_WHAT THIS TASK INVOLVES_
Please pick out and copy every line of the material below that contains the string "Query". Case counts, so a line matches only if its capitals and lowercase letters match too.

Data drawn from a collection:
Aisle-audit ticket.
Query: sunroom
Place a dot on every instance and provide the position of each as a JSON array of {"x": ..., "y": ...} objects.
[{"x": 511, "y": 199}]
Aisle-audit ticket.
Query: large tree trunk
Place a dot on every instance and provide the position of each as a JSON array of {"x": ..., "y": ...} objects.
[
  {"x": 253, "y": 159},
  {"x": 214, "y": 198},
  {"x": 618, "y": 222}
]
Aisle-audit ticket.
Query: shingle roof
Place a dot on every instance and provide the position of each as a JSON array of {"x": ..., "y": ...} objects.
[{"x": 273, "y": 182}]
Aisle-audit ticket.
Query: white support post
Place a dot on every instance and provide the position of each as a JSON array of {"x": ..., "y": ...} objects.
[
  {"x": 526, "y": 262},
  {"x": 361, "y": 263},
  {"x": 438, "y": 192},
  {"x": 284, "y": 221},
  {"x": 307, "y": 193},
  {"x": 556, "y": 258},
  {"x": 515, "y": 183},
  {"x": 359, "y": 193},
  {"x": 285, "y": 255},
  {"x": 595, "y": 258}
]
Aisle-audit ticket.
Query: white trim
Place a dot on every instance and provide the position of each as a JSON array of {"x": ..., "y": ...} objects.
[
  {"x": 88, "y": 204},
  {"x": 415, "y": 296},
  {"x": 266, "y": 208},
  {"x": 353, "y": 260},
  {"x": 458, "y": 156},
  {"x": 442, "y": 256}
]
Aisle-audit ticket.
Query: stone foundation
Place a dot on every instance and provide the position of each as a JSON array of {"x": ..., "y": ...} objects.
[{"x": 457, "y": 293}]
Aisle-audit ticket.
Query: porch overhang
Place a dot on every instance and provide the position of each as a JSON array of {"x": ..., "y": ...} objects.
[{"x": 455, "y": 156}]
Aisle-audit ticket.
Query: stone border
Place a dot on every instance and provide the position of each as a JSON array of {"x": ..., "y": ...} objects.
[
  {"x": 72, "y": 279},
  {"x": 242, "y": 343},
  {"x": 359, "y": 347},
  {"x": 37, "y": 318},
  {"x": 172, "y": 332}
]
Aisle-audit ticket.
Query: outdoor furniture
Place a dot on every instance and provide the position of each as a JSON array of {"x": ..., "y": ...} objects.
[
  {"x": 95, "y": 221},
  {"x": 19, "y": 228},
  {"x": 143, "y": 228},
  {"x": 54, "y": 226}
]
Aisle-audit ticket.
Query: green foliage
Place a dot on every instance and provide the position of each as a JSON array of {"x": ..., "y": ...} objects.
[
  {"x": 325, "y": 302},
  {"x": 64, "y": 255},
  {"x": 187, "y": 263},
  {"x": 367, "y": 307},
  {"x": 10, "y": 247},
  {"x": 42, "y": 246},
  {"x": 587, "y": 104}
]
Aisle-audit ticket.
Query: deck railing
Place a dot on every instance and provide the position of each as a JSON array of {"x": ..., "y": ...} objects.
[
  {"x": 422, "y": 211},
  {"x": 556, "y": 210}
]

_ANSWER TO THIS TASK_
Query: sunroom
Query: large tree trunk
Query: shingle roof
Query: white support post
Query: white trim
Query: stone foundation
Query: porch overhang
Query: stone border
Query: outdoor furniture
Query: green foliage
Query: deck railing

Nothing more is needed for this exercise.